Missouri-born writer W.R. “Gary” Benton recalls the Rolla High School English teacher who critiqued a story he wrote for class.

Missouri-born writer W.R. “Gary” Benton recalls the Rolla High School English teacher who critiqued a story he wrote for class.

“She was a pretty tough old woman,” Benton, now a resident of Pearl, Miss., said in a recent telephone interview.

She suggested that he should quit writing and seek a career after high school that involved neither writing nor speaking.

“I grew up speaking Ozarkese,” Benton said. “And I wrote the way I talked.”

Although Benton enjoyed writing that story, he took her advice, and “I kind of gave up writing.”

Benton joined Air Force, and he learned survival techniques that he eventually was asked to teach. Keep in mind that he had been criticized for his “Ozarkese” in high school; now the U.S. Air Force was asking him to pass on what he had learned to other airmen. To do that he would have to do something about his perceived shortcomings.

“I had to overcome that,” Benton said. “I learned how to speak. I got over my shyness of public speaking, and I gained some self-confidence. I did that for 12 years.”

In 1983, at age 31, he was asked to cross-train into industrial safety.

“I did investigations of accidents,” he said. “It was much like looking at a crime scene.”

But after the investigation, came the report writing. That was another perceived shortcoming from high school.

Benton overcame that, too, learning to pay attention to details and write specifically.

“That got me to develop my thinking process,” he said.

Benton retired from the Air Force in 1997 after a full career that included wide use of the two skills he had been knocked for in high school, speaking and writing.

Two years after retiring, Benton was faced with a request for a divorce.

“I had been married 25 years and had three lovely children,” he said. “It was hard to accept, but I had to accept it. It was a real tough time.”

Benton soon learned he had a choice, drinking or “finding an option that was therapeutic.”

He went back in time to high school, remembered that he liked the freedom and creativity in that much-maligned (by the teacher) story.

“I started writing,” he said.

As does any writer, he called on all of his life experiences to create new stories. He used his survival skills. He used his past in investigation.

Perhaps most important was his use of his childhood experiences.

“We lived in Vida with no running water and no electricity,” said Benton, whose mother, Edna, lives in Rolla. “As little as we had, we had deep love.” And they had conversation, something many modern families do not.

“My great-grandmother was bedridden. She used to tell me stories,” he said. “We didn’t expect her to last beyond 100. She lived to be 103.”

He also learned Bible stories in church, and frequently in the evenings, his grandfather would fiddle and tell stories.

“He was born in the late 1880s, and he had a lifetime of Wild West stories,” Benton said. “Some of them may even have been true.”

All of those experiences, stirring around in his brain, came out fresh and new on paper.
“Thirteen years ago my first book was published,” he said. “It was pretty crude, and it’s no longer in print, but it motivated me.”

He kept writing.

Then in 2005, he met a woman, and she also motivated him and encouraged him.

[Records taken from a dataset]
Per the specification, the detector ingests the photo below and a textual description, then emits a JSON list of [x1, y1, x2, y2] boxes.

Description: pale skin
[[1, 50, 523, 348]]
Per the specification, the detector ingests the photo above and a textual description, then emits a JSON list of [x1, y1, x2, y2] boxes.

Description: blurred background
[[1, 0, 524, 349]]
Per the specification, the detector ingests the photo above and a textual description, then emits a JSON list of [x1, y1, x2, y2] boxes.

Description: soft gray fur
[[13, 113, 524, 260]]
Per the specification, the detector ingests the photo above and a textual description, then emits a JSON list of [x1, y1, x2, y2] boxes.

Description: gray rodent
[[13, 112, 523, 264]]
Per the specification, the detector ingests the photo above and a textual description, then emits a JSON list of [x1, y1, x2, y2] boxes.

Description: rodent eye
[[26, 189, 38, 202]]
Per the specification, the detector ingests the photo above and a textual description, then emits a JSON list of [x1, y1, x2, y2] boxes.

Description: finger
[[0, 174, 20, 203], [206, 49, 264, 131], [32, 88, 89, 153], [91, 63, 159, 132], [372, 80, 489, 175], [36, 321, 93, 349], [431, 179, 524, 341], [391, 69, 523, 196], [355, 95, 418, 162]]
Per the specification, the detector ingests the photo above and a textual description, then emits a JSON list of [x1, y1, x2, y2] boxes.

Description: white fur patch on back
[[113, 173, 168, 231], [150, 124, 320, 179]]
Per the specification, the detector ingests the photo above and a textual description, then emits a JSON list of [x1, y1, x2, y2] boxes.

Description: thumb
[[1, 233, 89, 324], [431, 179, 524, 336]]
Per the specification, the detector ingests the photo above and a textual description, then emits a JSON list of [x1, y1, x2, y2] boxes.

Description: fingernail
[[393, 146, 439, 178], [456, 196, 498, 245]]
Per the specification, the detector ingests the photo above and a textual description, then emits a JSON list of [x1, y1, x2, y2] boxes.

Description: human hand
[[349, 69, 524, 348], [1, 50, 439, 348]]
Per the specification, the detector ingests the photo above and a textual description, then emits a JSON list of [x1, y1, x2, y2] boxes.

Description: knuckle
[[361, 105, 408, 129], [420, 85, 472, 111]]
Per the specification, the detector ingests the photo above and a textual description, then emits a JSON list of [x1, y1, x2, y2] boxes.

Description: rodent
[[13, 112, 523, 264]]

Study questions:
**a)** Answer these questions from the article about Benton:
(i) In what year did Benton retire from the Air Force?
(ii) At what age was he asked to cross-train into industrial safety?
(iii) To what age did his great-grandmother live?
**b)** Decide whether each statement agrees with the article about Benton, and quote the words that settle it:
(i) Benton was asked to teach survival techniques in the Air Force.
(ii) Benton's first book is still in print.
(iii) Benton had been married 30 years when he was asked for a divorce.
**c)** Reproduce the passage of the article about Benton between "He went back" and "families do not.", inclusive.
The listing is separate material with no connection to the article about Benton.

Solutions to the exercise:
**a)**
(i) 1997
(ii) 31
(iii) 103

**b)**
(i) Yes: "he learned survival techniques that he eventually was asked to teach"
(ii) No: "it’s no longer in print"
(iii) No: "I had been married 25 years"

**c)**
He went back in time to high school, remembered that he liked the freedom and creativity in that much-maligned (by the teacher) story.

“I started writing,” he said.

As does any writer, he called on all of his life experiences to create new stories. He used his survival skills. He used his past in investigation.

Perhaps most important was his use of his childhood experiences.

“We lived in Vida with no running water and no electricity,” said Benton, whose mother, Edna, lives in Rolla. “As little as we had, we had deep love.” And they had conversation, something many modern families do not.